• [WHAT THE TASK ASKS]
Copy the records word for word, starting from the very beginning and going on through the line that contains "[122,121,283,195]", including that line.

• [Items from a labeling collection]
▶

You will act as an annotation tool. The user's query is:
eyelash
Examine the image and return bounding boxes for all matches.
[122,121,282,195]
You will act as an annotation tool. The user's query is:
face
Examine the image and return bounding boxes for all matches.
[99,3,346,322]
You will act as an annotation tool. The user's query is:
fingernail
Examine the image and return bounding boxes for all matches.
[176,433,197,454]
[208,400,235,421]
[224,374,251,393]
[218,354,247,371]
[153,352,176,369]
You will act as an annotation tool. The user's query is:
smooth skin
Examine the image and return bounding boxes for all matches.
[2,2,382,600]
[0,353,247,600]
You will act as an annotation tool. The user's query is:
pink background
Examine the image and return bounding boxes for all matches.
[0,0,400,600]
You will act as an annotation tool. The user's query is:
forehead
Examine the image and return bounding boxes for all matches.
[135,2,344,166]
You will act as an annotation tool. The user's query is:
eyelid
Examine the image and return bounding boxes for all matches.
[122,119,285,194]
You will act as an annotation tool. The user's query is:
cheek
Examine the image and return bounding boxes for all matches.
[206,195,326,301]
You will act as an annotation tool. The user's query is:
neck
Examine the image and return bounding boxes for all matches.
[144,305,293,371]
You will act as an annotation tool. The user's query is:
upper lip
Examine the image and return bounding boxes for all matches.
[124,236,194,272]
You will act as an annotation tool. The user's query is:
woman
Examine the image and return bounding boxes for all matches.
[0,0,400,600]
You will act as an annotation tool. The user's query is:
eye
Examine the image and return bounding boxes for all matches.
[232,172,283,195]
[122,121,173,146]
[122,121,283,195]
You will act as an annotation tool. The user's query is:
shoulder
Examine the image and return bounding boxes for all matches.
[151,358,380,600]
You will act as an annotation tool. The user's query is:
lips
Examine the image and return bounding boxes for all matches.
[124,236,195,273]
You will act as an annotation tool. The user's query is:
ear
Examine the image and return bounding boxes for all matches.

◀

• [FINISHED TASK]
You will act as an annotation tool. The user's query is:
eyelash
Examine the image and return bounding boxes for all matches.
[122,121,282,195]
You will act as an annotation tool. The user's query is:
face
Examine the image and return bounding boxes for all matches.
[99,3,346,322]
You will act as an annotation tool. The user's query is:
fingernail
Examine the image and return bounding boxes for all matches.
[176,433,197,454]
[208,400,235,421]
[224,374,251,393]
[218,354,247,371]
[153,352,176,369]
You will act as an annotation tool. The user's query is:
smooth skin
Examine the image and return bounding boxes for all matches.
[2,2,382,600]
[0,353,247,600]
You will act as an annotation tool. The user's query is:
pink background
Examine the image and return bounding boxes for all matches.
[0,0,400,600]
You will act as an annotation tool. The user's query is:
forehead
Examine the image and return bounding boxes for all matches.
[135,2,344,166]
You will act as an annotation tool. The user's query is:
eyelid
Examine the image and return bounding boxes for all matches.
[122,119,285,194]
You will act as an annotation tool. The user's query is:
cheek
Examine the image and return bounding boxes for all matches.
[206,195,326,301]
You will act as an annotation tool. The user's query is:
neck
Examine the image and return bounding boxes for all matches.
[144,305,293,371]
You will act as an annotation tool. The user's query is:
upper lip
Examine the image and return bounding boxes for all matches.
[124,236,194,272]
You will act as an annotation tool. The user's query is:
woman
Examine the image and return bounding boxes for all matches.
[0,0,400,600]
You will act as an annotation tool. The user's query is:
eye
Examine the image and return bounding boxes for all matches.
[232,172,283,195]
[122,121,173,146]
[122,121,283,195]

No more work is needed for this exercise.